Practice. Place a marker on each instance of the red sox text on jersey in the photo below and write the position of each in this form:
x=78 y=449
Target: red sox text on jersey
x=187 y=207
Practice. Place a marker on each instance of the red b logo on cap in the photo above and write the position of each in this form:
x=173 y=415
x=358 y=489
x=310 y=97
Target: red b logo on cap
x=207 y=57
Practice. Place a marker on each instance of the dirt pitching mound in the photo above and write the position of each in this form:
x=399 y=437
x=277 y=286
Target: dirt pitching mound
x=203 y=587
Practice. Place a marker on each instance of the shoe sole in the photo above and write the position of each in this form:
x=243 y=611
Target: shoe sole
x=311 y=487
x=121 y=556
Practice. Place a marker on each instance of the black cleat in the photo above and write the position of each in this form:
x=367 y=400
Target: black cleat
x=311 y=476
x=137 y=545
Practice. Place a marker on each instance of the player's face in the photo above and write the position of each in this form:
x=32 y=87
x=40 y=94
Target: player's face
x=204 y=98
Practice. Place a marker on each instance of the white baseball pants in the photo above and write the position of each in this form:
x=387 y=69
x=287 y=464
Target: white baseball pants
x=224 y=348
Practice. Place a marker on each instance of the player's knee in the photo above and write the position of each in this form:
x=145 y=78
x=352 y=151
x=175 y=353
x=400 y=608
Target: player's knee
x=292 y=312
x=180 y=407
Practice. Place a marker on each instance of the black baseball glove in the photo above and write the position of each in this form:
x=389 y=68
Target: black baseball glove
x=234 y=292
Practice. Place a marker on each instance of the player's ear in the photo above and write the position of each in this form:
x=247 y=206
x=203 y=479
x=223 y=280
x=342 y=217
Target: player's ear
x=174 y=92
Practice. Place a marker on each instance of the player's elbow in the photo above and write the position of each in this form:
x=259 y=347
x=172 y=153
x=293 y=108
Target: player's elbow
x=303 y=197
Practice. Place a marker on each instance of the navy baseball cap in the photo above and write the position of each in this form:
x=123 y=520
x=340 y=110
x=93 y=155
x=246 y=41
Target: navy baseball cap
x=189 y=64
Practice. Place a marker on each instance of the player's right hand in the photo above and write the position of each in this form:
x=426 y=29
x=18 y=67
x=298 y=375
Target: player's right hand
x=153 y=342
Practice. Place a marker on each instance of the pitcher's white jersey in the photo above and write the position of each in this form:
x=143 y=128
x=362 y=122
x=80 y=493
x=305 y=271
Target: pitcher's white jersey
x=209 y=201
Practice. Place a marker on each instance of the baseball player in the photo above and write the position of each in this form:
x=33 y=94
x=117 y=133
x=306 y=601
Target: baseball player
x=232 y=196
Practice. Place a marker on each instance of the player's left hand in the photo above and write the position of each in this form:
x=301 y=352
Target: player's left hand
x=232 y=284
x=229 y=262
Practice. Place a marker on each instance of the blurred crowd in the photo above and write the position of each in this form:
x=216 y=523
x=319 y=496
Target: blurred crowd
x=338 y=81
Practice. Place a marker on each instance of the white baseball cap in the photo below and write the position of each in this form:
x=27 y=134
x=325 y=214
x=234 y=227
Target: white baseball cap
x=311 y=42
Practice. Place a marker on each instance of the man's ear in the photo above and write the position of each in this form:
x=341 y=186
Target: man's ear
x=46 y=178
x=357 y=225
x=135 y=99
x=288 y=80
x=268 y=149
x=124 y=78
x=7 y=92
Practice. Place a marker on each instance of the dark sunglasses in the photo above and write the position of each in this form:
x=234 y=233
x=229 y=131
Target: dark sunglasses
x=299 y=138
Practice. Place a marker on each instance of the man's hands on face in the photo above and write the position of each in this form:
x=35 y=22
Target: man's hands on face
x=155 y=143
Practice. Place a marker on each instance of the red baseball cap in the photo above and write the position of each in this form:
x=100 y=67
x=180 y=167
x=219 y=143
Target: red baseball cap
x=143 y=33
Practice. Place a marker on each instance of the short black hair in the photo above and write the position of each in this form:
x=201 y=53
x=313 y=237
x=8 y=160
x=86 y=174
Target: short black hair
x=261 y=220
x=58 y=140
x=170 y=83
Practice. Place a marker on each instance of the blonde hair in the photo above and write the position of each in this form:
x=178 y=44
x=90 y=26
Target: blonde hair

# # # # #

• Do this
Copy all of the records above word for word, keeping every line unchanged.

• Response to the exercise
Practice. Place a marker on each instance of the red sox text on jersey in the photo below and write the position of each in this form:
x=78 y=449
Target: red sox text on jersey
x=187 y=207
Practice. Place a marker on each instance of the red b logo on cap in the photo above and write the position of each in this form:
x=173 y=415
x=358 y=489
x=310 y=97
Target: red b logo on cap
x=207 y=57
Practice. Place a marker on each instance of the dirt pitching mound in the photo above and write the position of each in this form:
x=399 y=437
x=277 y=286
Target: dirt pitching mound
x=203 y=587
Practice. Place a marker on each instance of the shoe sole in the photo above and write the position of each in this form:
x=243 y=611
Target: shoe sole
x=311 y=487
x=121 y=556
Practice. Place a marker on each instance of the black cleat in the photo above and write the position of each in this form:
x=367 y=400
Target: black cleat
x=311 y=476
x=137 y=545
Practice. Place a marker on each instance of the player's face in the photo above and write the position of each in this form:
x=32 y=87
x=40 y=94
Target: player's face
x=204 y=98
Practice. Place a marker on each instance of the white baseball pants in the photo above and write the position of each in this form:
x=387 y=69
x=287 y=464
Target: white baseball pants
x=224 y=348
Practice. Place a marker on each instance of the player's knee in the photo above and write the position of each in this form:
x=145 y=78
x=352 y=151
x=175 y=353
x=400 y=608
Target: player's knee
x=292 y=312
x=180 y=407
Practice. Place a marker on each instance of the black baseball glove in the photo above and write the position of each in this form:
x=389 y=68
Target: black baseball glove
x=234 y=292
Practice. Place a marker on each instance of the player's ear in the photo above and write the position of each in this form:
x=247 y=206
x=203 y=479
x=223 y=280
x=342 y=217
Target: player's ear
x=174 y=92
Practice. Place a marker on each instance of the player's elbow in the photo above and write the position of each in this form:
x=259 y=347
x=172 y=153
x=293 y=108
Target: player's elbow
x=303 y=197
Practice. Place a marker on each instance of the navy baseball cap in the photo above and write the position of each in this form:
x=123 y=520
x=340 y=110
x=93 y=155
x=246 y=41
Target: navy baseball cap
x=189 y=64
Practice. Place a marker on each instance of the player's right hand in the photo above and write the position of each in this form:
x=426 y=29
x=18 y=67
x=298 y=375
Target: player's right hand
x=153 y=342
Practice. Place a marker on each instance of the pitcher's white jersey in the photo above and write the position of each in this form:
x=143 y=128
x=362 y=122
x=80 y=493
x=305 y=271
Target: pitcher's white jersey
x=209 y=201
Practice. Place a marker on each instance of the baseball player in the photo above and write the position of each in this form:
x=33 y=94
x=117 y=133
x=306 y=601
Target: baseball player
x=232 y=196
Practice. Place a marker on each instance of the player's left hand in the photo above and write the position of each in this form:
x=301 y=352
Target: player's left hand
x=232 y=284
x=229 y=262
Practice. Place a marker on each instance of the blurred crowd in the photo above and write the position of each in this form:
x=216 y=523
x=319 y=496
Target: blurred crowd
x=338 y=81
Practice. Place a marker on each instance of the white baseball cap in the photo below and write the position of each in this form:
x=27 y=134
x=325 y=214
x=234 y=227
Target: white baseball cap
x=311 y=42
Practice. Place a marker on each instance of the man's ear in the photo above and write the position of each in this form:
x=341 y=186
Target: man's ear
x=46 y=178
x=357 y=225
x=135 y=99
x=288 y=80
x=268 y=149
x=124 y=78
x=7 y=92
Practice. Place a marker on each instance of the dark sunglasses in the photo above and write the position of each in this form:
x=234 y=233
x=229 y=131
Target: dark sunglasses
x=299 y=138
Practice. Place a marker on each instance of the man's hands on face in the photo above and write the position of each in this form:
x=35 y=22
Target: man's hands on face
x=155 y=143
Practice. Place a marker on each instance of the red baseball cap in the photo above and write the position of each in this form:
x=100 y=67
x=180 y=167
x=219 y=143
Target: red baseball cap
x=143 y=33
Practice. Place a marker on each instance of the short black hair in the photo above and write the position of each in this form:
x=201 y=53
x=313 y=237
x=8 y=160
x=86 y=174
Target: short black hair
x=261 y=220
x=58 y=140
x=170 y=83
Practice. Place a marker on each instance of the blonde hair in the photo above and write the position of each in this form:
x=178 y=44
x=90 y=26
Target: blonde hair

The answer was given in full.